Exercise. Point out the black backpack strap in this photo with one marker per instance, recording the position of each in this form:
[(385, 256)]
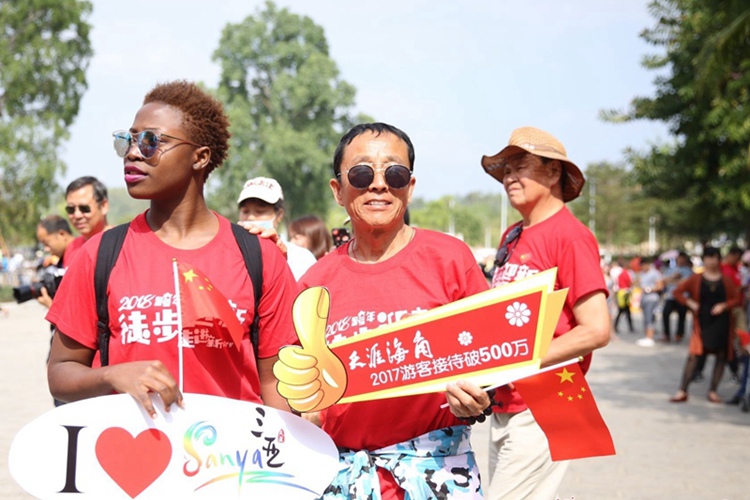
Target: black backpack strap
[(109, 250), (250, 247)]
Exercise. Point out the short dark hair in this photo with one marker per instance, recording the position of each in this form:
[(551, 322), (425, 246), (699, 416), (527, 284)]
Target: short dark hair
[(377, 129), (100, 190), (205, 120), (711, 252), (55, 223)]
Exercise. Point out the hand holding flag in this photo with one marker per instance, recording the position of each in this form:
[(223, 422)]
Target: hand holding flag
[(564, 407)]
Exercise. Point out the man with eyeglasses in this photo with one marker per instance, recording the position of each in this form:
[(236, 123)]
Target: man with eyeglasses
[(87, 206), (539, 179), (408, 446)]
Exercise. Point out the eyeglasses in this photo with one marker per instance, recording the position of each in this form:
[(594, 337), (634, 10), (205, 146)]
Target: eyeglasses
[(148, 142), (71, 209), (505, 250), (361, 176)]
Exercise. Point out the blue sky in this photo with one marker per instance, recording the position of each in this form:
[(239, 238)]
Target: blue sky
[(458, 77)]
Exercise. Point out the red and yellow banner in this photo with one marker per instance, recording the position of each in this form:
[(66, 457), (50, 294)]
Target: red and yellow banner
[(488, 338)]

----

== What the task asks ==
The word "form" appears in some lines above. Return every one of those lines.

== Result below ==
Exercise. Point out the black backpack strap in this photo with one marker per instance, recording the position of each in this form:
Exercise. Point out the short dark hair in this photo with one marker per instance, recording the position of each in this form:
Exercise. Point out the hand holding flag in this photo with one marker per instance, recording the position of each in this form:
Exercise. Point out the man with eyeglasses in this photo with one marker per instance, recording the position of each in this form:
Exercise. Point out the eyeglasses in this photo with one marker per instance, recording the position of each in this form:
Exercise. Point out the blue sky in this photo with one marker per instance, recording the position of each in this form:
Exercise. Point out the red and yellow banner in this photo with one marker per instance, recording the position of each in this form:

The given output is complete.